> Problem description: Please find every line in the items below that contains the string "positive" and copy each of those lines. The match is case-sensitive.

> Record excerpts:
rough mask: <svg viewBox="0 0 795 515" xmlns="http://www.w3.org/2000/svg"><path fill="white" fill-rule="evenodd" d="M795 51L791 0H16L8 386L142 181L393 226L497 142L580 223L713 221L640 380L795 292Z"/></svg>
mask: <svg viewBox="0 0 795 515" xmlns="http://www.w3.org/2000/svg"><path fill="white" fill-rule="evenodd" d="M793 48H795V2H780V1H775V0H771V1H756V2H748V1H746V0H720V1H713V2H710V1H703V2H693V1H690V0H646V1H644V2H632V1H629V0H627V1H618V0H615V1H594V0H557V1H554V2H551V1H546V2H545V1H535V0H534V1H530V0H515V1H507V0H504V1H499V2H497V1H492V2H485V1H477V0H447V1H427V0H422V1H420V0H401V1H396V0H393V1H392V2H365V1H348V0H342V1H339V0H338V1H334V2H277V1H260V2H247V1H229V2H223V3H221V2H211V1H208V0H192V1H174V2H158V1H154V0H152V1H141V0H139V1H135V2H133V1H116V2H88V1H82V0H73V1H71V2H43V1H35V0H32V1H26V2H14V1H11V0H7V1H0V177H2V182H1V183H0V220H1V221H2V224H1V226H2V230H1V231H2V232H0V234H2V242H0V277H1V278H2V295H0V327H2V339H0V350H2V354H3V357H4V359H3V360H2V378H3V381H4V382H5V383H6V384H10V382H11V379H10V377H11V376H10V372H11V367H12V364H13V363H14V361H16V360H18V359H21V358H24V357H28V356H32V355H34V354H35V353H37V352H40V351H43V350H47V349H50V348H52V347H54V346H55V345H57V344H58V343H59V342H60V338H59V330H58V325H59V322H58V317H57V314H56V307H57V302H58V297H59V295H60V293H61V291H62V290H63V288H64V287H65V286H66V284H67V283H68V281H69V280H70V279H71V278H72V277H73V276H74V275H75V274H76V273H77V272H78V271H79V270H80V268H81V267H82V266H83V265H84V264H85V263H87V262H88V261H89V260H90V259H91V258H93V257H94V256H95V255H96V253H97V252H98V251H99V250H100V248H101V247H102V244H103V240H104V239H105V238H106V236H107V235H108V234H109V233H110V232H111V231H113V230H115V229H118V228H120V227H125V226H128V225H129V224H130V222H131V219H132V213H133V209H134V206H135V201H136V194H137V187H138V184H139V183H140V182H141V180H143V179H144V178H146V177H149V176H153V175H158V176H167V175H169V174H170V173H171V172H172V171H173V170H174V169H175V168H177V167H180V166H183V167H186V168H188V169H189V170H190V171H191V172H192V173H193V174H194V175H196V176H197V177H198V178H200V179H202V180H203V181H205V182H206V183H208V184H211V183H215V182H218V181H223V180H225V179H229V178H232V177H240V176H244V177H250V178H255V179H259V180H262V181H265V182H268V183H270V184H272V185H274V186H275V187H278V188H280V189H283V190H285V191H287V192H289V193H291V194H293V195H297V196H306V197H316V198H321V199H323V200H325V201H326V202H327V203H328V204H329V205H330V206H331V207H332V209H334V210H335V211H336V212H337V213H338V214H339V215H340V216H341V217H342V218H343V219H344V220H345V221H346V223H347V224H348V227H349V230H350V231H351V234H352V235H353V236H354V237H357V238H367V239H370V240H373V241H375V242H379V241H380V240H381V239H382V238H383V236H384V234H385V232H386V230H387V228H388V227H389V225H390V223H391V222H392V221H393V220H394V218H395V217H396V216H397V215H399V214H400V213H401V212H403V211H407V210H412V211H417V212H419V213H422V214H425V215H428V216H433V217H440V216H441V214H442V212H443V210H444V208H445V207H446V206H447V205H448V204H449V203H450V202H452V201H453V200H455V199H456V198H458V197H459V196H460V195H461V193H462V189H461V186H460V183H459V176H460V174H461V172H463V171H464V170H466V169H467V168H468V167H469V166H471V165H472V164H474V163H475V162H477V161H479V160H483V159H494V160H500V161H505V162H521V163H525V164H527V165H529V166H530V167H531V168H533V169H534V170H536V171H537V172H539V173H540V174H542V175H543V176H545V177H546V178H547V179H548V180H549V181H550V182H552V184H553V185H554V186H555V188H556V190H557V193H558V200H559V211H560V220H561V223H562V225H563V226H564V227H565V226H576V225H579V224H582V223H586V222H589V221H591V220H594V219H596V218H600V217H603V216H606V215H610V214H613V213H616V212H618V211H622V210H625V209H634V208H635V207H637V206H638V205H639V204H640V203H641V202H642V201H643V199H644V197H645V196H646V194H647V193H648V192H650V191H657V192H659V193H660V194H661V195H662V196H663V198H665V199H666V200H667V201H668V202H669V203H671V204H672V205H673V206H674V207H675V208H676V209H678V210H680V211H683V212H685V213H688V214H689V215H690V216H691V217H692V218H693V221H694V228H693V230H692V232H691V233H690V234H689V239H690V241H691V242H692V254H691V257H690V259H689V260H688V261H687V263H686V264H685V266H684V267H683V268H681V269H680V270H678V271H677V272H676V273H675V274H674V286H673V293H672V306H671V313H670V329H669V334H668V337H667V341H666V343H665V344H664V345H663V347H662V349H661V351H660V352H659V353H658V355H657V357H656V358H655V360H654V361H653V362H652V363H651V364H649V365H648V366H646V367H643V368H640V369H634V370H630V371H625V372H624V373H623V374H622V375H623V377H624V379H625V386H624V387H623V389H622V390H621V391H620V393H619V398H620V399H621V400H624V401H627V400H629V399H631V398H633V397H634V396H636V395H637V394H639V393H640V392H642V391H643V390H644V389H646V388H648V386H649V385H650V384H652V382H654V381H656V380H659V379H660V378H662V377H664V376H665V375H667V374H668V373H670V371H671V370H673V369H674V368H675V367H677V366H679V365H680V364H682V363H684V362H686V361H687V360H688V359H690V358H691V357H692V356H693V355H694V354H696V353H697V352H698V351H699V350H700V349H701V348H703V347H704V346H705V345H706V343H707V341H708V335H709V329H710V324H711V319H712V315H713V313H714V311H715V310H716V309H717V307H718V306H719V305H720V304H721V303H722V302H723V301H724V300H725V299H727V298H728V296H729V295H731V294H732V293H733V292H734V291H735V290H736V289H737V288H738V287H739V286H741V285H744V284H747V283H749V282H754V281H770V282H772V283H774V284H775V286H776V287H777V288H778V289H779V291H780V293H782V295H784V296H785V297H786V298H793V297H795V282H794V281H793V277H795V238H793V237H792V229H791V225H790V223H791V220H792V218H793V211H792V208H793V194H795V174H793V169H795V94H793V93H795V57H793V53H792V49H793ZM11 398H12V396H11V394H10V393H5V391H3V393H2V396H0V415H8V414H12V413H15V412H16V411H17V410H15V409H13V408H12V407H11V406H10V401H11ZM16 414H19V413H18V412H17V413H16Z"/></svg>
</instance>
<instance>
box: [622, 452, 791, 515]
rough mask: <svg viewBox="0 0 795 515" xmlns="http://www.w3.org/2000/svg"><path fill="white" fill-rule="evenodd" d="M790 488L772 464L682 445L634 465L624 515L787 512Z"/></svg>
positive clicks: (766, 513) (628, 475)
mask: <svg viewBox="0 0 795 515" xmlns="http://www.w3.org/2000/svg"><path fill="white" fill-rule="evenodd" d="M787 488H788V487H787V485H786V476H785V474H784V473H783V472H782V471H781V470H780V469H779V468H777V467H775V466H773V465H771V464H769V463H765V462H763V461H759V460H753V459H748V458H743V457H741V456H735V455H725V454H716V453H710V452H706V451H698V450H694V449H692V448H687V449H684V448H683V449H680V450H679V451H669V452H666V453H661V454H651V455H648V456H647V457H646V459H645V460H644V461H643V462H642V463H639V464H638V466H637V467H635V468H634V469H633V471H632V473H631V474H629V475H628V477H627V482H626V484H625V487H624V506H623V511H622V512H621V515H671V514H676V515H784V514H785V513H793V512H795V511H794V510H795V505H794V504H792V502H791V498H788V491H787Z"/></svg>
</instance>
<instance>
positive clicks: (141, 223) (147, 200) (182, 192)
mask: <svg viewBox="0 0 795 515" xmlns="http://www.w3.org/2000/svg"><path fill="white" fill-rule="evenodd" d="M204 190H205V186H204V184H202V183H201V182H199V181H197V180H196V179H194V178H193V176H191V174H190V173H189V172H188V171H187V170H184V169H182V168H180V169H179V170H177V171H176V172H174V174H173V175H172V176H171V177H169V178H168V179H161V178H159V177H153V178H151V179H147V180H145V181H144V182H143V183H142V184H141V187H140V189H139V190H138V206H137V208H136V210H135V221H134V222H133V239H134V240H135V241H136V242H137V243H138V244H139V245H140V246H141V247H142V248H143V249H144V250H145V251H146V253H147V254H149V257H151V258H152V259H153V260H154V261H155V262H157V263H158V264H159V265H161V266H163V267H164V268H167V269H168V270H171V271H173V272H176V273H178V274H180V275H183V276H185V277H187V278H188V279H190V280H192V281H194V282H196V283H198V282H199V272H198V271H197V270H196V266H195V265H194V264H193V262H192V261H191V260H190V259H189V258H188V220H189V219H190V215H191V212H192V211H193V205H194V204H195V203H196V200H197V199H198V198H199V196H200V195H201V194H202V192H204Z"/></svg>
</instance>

> Reply:
positive clicks: (766, 513) (628, 475)
positive clicks: (141, 223) (147, 200) (182, 192)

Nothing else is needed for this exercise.